Some records:
start

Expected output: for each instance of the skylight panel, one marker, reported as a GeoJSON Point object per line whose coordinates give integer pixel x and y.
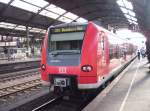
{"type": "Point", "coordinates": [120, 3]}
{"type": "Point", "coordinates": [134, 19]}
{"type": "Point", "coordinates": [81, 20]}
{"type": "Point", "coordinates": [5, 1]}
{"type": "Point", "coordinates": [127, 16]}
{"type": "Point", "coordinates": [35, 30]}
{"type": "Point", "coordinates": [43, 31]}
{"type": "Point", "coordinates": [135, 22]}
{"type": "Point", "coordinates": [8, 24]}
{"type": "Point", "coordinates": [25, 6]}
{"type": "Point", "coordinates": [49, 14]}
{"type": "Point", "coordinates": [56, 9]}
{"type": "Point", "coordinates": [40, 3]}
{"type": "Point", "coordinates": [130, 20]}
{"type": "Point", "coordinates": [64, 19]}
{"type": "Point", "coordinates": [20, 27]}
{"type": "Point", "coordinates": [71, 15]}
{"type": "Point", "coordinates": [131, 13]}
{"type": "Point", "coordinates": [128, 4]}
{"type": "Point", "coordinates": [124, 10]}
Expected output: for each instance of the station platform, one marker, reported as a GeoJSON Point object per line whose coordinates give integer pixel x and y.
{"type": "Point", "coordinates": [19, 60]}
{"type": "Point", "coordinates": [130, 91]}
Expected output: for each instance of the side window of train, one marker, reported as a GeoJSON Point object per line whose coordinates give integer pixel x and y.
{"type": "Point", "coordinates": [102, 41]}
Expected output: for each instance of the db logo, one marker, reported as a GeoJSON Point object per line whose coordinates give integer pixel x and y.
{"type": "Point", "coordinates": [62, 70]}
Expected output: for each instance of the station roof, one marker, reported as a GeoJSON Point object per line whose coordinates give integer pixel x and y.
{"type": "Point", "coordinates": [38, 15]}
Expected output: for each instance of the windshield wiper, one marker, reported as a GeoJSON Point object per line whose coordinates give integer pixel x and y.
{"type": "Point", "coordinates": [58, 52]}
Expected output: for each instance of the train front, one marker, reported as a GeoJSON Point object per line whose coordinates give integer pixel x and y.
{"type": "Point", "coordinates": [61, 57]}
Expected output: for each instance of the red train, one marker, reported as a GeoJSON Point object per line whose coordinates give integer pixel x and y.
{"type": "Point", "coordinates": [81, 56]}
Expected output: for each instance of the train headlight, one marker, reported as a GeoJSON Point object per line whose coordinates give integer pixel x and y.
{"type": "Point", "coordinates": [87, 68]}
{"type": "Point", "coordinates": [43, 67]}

end
start

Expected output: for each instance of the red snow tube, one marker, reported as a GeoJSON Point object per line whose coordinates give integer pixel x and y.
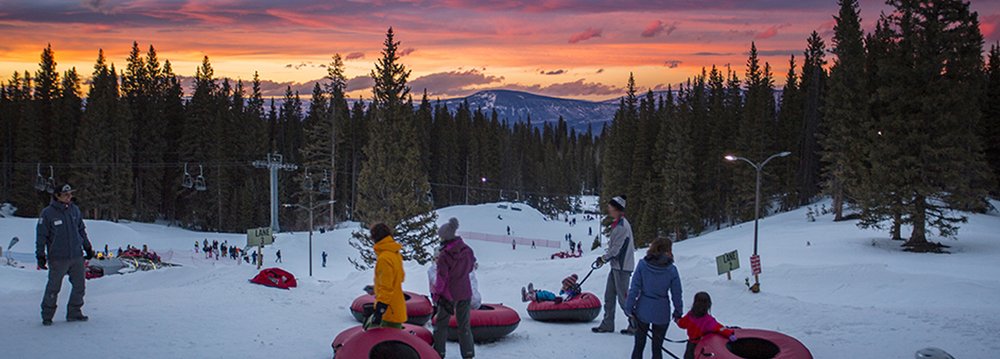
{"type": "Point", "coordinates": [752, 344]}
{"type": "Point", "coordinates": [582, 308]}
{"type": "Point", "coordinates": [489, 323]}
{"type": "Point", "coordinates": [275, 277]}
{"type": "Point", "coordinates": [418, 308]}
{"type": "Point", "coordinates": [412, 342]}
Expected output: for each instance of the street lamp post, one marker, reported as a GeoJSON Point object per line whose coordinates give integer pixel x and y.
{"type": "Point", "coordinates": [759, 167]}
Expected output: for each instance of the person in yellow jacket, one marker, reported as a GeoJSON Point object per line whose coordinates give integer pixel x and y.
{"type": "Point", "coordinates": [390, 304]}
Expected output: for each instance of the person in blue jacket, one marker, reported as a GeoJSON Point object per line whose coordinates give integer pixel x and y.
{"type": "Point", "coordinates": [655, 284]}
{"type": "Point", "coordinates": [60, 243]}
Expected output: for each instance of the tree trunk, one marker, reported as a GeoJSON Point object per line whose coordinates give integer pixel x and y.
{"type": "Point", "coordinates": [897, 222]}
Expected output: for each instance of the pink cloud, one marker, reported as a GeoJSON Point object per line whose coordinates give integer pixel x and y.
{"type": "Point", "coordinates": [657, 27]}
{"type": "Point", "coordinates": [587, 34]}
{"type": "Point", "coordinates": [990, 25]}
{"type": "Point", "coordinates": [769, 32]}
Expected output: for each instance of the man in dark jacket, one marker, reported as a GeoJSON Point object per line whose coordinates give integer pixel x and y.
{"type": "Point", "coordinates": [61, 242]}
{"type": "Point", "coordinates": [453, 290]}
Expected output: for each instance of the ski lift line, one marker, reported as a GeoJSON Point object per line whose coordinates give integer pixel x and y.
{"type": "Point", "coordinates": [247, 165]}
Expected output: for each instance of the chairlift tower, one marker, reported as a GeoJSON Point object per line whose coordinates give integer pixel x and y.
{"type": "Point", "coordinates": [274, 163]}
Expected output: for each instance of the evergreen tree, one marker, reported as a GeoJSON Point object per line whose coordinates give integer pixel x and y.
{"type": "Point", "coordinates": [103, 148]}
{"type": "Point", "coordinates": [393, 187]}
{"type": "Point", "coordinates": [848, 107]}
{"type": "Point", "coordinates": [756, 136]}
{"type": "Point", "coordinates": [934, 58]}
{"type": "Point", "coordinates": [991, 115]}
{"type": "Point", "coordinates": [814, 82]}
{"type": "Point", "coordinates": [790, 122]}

end

* [Exercise requirements]:
Count the lines above that contain the string "jacket", treating case as significant. Give only the number.

* [The response]:
3